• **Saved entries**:
————————
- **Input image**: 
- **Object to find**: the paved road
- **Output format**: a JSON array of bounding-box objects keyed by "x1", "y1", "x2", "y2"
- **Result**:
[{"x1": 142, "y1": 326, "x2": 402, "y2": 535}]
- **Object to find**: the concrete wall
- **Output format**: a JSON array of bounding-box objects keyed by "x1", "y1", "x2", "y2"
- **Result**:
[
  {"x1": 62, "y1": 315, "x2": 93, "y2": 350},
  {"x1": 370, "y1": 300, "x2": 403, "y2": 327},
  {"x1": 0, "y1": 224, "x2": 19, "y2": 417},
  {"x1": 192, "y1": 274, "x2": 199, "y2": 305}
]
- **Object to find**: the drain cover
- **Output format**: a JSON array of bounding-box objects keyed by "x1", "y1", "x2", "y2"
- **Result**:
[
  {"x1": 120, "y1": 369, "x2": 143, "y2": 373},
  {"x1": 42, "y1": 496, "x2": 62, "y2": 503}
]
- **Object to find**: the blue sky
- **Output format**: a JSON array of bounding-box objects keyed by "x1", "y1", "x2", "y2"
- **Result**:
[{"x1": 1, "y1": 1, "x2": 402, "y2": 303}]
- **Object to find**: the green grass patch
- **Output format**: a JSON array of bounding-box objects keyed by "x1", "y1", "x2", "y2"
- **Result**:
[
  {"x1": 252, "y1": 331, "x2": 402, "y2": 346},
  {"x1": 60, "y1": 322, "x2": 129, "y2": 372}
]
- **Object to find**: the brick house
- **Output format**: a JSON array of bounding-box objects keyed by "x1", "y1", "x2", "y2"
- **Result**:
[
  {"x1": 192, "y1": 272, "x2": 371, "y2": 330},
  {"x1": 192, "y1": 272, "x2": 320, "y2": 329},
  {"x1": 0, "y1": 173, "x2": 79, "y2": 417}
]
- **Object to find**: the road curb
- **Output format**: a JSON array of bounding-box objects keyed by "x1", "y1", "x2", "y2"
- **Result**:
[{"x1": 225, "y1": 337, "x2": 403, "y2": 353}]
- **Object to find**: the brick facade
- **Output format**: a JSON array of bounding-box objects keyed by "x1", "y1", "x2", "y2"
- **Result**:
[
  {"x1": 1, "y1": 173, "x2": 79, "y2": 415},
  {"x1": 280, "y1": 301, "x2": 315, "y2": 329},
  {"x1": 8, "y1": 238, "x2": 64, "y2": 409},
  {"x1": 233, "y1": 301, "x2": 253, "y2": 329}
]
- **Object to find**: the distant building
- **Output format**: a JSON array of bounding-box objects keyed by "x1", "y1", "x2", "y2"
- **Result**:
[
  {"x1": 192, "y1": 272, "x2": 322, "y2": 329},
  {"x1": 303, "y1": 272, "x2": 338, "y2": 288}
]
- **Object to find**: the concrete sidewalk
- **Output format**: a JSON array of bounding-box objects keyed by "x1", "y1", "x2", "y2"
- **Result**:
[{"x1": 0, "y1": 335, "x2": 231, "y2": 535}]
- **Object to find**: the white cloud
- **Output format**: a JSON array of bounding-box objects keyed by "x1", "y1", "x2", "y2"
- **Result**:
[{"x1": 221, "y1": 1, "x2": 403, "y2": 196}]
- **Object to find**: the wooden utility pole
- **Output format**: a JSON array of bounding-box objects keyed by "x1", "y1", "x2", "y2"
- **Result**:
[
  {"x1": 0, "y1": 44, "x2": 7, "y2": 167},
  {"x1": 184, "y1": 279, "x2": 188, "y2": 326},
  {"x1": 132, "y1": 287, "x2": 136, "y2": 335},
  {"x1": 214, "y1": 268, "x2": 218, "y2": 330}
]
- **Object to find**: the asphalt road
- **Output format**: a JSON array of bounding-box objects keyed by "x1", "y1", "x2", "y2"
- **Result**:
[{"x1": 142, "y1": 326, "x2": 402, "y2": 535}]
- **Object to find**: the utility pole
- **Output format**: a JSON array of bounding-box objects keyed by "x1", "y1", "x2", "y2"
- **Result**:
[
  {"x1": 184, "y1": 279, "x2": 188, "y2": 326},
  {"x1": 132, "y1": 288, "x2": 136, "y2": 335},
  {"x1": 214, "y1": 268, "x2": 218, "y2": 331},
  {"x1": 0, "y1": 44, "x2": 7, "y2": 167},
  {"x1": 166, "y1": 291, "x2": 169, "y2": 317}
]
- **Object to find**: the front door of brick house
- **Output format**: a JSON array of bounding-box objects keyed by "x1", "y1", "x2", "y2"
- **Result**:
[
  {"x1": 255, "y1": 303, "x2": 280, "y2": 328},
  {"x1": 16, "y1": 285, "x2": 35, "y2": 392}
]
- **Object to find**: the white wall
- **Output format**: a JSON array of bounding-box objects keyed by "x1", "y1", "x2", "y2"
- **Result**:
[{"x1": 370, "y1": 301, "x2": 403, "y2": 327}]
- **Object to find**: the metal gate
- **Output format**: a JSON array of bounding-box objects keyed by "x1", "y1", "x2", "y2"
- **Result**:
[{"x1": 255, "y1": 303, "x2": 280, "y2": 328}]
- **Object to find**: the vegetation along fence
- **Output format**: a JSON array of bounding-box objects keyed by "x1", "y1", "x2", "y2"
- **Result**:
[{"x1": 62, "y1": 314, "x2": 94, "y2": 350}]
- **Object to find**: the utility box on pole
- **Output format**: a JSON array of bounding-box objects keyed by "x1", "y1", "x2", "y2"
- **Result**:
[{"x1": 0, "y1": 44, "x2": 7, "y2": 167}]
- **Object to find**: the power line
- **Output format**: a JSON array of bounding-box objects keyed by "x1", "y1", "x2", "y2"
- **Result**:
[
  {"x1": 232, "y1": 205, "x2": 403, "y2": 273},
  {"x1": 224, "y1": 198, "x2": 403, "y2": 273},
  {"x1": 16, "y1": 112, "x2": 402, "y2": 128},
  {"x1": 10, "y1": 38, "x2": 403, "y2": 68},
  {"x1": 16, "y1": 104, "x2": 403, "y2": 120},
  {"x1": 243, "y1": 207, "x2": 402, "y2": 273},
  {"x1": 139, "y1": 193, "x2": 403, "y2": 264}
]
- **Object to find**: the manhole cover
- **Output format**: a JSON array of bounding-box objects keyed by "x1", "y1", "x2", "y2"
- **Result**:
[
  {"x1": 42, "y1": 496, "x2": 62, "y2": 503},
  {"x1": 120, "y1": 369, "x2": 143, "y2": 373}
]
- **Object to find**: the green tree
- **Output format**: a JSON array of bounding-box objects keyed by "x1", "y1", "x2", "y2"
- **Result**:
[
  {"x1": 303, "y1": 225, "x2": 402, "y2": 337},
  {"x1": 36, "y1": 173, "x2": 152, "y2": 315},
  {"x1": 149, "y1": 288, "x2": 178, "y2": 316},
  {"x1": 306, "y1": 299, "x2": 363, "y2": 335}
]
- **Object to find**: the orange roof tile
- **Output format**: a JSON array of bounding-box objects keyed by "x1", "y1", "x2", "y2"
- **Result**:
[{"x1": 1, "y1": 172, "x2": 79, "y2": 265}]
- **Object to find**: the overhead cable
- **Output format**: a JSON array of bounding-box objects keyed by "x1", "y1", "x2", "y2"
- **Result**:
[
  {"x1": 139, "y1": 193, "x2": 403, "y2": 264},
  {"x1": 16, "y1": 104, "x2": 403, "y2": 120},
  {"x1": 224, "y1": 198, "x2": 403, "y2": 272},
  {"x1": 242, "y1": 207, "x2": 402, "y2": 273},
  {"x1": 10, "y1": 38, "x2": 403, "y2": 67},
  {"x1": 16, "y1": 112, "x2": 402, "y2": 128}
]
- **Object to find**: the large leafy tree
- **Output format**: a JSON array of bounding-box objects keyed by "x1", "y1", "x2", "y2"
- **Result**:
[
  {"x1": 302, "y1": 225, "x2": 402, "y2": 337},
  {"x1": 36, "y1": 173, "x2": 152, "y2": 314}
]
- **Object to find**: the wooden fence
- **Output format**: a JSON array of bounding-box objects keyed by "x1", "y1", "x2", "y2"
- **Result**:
————————
• **Exercise requirements**:
Output, from the data above, the lines from the line with "- **Object to find**: the front" to the line with "- **Object to find**: the vegetation" exactly as they stand, both ends included and nothing else.

• **Answer section**:
- **Object to find**: the front door of brick house
- **Output format**: a JSON array of bounding-box objects keyed by "x1", "y1", "x2", "y2"
- **Result**:
[
  {"x1": 255, "y1": 303, "x2": 280, "y2": 328},
  {"x1": 16, "y1": 285, "x2": 35, "y2": 392}
]
- **Object to find**: the white wall
- **Output format**: a JSON array of bounding-box objects keyed by "x1", "y1", "x2", "y2"
- **Result**:
[{"x1": 370, "y1": 301, "x2": 403, "y2": 327}]
- **Object to find**: the metal gate
- **Output format**: a JSON array of bounding-box objects keyed by "x1", "y1", "x2", "y2"
- **Result**:
[{"x1": 255, "y1": 303, "x2": 280, "y2": 328}]
- **Object to find**: the vegetation along fence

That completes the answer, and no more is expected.